[Pointing records]
····················

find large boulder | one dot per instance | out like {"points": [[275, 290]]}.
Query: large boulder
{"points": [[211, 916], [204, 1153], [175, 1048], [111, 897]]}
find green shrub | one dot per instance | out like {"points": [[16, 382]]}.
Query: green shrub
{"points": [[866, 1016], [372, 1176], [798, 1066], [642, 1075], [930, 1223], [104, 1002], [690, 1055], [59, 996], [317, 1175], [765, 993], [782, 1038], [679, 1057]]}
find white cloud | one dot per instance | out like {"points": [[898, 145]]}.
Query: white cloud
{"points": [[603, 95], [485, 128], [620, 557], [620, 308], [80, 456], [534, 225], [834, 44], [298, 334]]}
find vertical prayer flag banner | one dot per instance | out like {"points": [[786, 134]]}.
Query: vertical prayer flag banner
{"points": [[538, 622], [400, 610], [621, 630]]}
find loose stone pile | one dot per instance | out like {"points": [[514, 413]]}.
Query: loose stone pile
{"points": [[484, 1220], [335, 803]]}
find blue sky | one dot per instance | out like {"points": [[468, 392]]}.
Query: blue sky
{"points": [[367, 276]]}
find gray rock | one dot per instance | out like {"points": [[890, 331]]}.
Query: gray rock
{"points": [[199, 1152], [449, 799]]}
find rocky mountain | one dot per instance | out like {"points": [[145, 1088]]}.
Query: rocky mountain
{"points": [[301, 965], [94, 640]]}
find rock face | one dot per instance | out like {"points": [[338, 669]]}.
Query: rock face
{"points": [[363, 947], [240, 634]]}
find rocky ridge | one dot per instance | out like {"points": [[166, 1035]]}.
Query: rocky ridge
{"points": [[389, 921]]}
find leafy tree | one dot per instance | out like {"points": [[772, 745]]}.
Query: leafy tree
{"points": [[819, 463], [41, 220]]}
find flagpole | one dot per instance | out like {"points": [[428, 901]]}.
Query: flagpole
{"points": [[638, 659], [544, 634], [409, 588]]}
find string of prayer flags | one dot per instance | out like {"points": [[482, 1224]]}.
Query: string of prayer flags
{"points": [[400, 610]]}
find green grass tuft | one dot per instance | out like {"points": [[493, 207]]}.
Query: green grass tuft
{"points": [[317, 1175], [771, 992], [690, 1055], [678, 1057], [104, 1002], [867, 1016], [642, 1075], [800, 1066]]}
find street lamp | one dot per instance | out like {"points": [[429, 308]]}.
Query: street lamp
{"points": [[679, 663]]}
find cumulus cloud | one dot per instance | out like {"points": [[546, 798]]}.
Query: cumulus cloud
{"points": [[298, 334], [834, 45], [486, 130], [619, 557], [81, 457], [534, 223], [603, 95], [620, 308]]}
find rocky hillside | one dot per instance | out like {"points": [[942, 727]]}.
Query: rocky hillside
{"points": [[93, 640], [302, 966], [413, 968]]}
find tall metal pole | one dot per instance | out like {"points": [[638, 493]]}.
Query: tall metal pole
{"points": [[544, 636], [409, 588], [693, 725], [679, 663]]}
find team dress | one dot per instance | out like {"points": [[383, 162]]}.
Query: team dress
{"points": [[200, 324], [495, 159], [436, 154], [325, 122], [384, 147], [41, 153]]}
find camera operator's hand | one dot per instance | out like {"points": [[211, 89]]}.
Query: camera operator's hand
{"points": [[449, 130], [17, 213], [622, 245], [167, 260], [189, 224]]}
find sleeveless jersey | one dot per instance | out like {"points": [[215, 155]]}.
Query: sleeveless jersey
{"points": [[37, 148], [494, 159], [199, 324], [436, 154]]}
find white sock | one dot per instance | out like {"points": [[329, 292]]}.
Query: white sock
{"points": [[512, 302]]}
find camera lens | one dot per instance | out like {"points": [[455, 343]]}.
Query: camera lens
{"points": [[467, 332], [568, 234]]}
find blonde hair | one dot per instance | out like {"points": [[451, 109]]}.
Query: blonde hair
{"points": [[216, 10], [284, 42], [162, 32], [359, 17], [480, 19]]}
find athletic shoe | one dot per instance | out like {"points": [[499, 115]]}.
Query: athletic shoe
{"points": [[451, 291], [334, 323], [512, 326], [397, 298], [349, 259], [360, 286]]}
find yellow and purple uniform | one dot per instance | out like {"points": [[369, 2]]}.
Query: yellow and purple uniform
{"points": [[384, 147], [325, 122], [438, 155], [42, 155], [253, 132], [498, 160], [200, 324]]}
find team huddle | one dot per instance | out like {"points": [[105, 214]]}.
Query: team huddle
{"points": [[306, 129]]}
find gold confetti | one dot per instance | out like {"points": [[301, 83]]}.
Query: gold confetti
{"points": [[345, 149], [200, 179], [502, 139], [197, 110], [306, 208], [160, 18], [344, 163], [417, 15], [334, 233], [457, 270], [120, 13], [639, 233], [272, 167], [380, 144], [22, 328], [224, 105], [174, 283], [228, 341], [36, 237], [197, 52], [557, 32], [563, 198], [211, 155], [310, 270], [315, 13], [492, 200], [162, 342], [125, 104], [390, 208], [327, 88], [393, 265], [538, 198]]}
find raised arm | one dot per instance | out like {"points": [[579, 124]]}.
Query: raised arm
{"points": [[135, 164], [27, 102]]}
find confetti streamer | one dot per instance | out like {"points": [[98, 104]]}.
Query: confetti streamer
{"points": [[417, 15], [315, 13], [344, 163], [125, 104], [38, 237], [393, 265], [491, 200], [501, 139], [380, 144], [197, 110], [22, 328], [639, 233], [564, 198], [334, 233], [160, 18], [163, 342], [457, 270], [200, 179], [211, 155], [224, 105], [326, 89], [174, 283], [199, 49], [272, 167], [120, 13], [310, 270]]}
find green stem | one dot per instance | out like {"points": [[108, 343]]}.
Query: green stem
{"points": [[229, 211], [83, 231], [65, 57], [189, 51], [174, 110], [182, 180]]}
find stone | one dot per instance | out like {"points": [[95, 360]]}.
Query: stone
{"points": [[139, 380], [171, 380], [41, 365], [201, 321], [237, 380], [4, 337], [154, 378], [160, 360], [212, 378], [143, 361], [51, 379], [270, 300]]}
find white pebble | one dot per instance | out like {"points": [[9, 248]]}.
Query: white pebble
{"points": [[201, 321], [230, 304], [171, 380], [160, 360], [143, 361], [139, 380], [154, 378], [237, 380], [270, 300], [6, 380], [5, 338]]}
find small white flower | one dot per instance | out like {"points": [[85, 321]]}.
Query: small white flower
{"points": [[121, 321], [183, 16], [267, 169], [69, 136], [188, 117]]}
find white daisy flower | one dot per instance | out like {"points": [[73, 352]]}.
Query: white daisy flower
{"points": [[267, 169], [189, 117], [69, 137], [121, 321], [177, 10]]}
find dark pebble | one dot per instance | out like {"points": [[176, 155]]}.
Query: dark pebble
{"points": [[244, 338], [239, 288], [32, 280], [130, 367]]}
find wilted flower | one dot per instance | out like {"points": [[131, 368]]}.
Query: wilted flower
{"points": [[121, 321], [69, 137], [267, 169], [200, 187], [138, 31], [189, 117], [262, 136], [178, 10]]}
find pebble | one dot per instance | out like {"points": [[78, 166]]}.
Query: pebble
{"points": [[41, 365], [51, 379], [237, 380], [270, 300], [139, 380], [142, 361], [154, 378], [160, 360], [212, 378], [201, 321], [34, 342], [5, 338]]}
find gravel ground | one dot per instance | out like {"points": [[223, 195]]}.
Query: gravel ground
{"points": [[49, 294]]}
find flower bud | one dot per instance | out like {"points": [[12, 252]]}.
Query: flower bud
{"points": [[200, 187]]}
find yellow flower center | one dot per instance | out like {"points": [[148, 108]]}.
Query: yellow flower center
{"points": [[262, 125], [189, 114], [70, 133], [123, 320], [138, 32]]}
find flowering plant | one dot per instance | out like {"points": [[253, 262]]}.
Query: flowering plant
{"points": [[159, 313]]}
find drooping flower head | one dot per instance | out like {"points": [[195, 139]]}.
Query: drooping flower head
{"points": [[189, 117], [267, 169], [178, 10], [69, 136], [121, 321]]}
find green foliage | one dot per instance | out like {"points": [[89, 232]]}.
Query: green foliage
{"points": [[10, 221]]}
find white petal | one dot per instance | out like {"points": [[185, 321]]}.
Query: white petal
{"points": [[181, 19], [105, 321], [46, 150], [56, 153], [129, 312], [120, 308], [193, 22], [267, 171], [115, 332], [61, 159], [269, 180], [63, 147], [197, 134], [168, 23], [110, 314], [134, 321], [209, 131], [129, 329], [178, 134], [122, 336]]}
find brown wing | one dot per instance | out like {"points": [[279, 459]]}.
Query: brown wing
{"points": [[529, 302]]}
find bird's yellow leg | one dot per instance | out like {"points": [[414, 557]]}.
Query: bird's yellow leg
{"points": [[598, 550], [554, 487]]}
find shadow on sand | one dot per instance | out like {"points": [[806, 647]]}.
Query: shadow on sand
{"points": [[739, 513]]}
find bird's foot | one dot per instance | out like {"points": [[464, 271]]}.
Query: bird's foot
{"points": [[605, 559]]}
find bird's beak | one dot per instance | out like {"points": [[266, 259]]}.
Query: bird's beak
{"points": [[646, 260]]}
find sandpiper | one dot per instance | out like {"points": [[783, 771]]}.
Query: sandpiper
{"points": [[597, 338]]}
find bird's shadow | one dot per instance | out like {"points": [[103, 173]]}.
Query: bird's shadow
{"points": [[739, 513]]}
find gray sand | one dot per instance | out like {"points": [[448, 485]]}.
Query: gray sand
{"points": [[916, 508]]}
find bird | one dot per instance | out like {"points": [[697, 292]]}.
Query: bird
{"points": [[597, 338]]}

····················

## SHORT PROBLEM
Extract, verbatim, the lines from the one containing "find bird's beak" through the last line of the listing above.

## ANSWER TO THIS TASK
find bird's beak | one dot per instance | out like {"points": [[266, 259]]}.
Query: bird's beak
{"points": [[646, 260]]}
find sandpiper | one dot per instance | out like {"points": [[783, 771]]}.
Query: sandpiper
{"points": [[597, 338]]}
find bird's shadow | one dot per instance | out like {"points": [[103, 173]]}.
Query: bird's shadow
{"points": [[739, 513]]}
find gray sand | one dot per instance | out like {"points": [[448, 485]]}.
Query: gray sand
{"points": [[916, 508]]}
find bird | one dot per instance | out like {"points": [[697, 292]]}.
Query: bird
{"points": [[597, 338]]}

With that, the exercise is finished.